▶ **Items from a labeling collection**

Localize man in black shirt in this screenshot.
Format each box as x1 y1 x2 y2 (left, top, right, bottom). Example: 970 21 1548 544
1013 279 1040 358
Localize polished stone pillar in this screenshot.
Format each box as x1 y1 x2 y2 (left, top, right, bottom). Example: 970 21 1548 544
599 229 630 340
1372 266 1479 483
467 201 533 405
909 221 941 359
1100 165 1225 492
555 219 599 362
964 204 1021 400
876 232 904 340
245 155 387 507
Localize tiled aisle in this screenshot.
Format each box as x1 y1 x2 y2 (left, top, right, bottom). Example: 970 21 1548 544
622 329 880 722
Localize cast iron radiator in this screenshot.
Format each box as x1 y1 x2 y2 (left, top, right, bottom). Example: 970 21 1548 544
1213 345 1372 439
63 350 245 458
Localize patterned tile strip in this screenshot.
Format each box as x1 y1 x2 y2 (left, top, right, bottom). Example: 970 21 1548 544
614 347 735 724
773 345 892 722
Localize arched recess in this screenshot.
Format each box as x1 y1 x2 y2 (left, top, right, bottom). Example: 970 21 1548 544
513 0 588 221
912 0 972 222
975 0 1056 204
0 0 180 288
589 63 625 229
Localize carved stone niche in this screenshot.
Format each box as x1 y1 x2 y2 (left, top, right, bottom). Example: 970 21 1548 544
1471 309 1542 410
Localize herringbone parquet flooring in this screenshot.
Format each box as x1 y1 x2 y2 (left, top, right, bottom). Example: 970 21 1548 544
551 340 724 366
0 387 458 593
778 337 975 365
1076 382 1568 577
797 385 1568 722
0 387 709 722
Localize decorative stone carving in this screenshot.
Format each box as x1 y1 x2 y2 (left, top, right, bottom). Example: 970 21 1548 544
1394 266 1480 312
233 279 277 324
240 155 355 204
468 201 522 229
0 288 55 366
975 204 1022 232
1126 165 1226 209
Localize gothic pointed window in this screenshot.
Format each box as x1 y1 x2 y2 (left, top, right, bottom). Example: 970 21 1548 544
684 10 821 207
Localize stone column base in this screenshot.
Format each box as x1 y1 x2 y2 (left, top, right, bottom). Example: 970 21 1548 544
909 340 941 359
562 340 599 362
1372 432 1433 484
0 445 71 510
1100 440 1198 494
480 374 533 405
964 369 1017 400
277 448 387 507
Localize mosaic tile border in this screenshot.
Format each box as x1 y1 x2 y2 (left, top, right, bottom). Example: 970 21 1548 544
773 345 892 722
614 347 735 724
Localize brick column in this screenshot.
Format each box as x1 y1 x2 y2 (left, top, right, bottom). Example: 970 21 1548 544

▶ **Short task**
Format the lines from the one containing "Localize gothic pointed" through the end of the items as a numbered list, omitting any blank lines.

▶ **Written reply**
1. Localize gothic pointed window in this screenshot.
2. Format each box as x1 y1 x2 y2 (left, top, right, bottom). Example: 970 21 1548 544
3. 684 10 821 207
4. Localize stone column base in this screenshot.
5. Format each box as x1 y1 x2 y2 (left, top, right, bottom). Example: 970 21 1548 544
6. 909 340 941 359
7. 562 340 599 362
8. 1372 432 1433 484
9. 0 445 71 510
10. 1100 440 1198 494
11. 480 374 533 405
12. 964 369 1017 400
13. 277 448 387 507
14. Localize mosaic tile border in this screenshot.
15. Format each box as x1 y1 x2 y2 (left, top, right, bottom). Example: 970 21 1548 544
16. 773 345 892 722
17. 614 347 735 724
18. Localize brick column in this screenshot.
19. Format each box as x1 y1 x2 y2 (left, top, right, bottom). Example: 970 21 1548 544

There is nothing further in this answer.